What you will do.
From the text "A picture worth nothing," extract verbatim the passage between "I am not broadly" and "abstract philosophical problem.", inclusive.

Text provided.
↓
A picture worth nothing

What happens when images become free and ubiquitous?

Jul 11, 2026 · 3 min read

Yesterday I used ChatGPT to generate a dumb parody logo for a post. I was never going to pay an artist to make it. Without AI, there simply would have been no image, no extra joke.

On the other hand, I feel a sort of visceral disgust when I see AI art in online ads or restaurant food pictures or business signs, at least when they use a generic slop style. When deployed thoughtlessly, the outputs tend to have a slightly sickly quality to them. There’s a really weird trend of faux-claymation YouTube ads right now; before that, it was weird, overwrought AI-generated songs over generic, sad-looking slop people.

I am not broadly anti-AI. There are corners of the internet that would dismiss me simply for acknowledging any use of AI in my work. But I also understand why artists are angry. When your livelihood depends on making images, a tool that can produce an unlimited number of them for almost no money is not an abstract philosophical problem.
↑
Record excerpts.
↓
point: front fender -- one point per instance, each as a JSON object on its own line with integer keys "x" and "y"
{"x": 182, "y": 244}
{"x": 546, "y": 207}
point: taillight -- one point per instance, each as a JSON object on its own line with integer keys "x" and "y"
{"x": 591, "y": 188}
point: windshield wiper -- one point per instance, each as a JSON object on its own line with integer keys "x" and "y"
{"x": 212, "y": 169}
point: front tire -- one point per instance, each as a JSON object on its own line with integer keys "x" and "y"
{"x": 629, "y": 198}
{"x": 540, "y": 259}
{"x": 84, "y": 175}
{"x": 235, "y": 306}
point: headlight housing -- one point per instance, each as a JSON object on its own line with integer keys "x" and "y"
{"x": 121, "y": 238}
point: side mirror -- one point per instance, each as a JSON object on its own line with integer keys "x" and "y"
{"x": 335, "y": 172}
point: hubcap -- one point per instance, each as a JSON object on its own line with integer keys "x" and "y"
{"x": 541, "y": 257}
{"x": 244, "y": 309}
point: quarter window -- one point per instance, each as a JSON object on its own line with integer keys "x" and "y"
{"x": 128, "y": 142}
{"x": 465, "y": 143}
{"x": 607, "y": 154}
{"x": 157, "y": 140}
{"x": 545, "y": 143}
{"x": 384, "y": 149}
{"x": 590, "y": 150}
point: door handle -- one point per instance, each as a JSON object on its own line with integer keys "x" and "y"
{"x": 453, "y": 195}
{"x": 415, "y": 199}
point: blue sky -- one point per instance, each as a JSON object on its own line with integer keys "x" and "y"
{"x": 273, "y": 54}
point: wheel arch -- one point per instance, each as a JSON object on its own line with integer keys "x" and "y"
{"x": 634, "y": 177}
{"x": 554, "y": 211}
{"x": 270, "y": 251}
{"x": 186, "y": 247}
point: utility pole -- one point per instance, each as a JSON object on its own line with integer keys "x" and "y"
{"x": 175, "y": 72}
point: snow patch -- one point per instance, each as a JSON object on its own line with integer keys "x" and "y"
↑
Result of the exercise.
I am not broadly anti-AI. There are corners of the internet that would dismiss me simply for acknowledging any use of AI in my work. But I also understand why artists are angry. When your livelihood depends on making images, a tool that can produce an unlimited number of them for almost no money is not an abstract philosophical problem.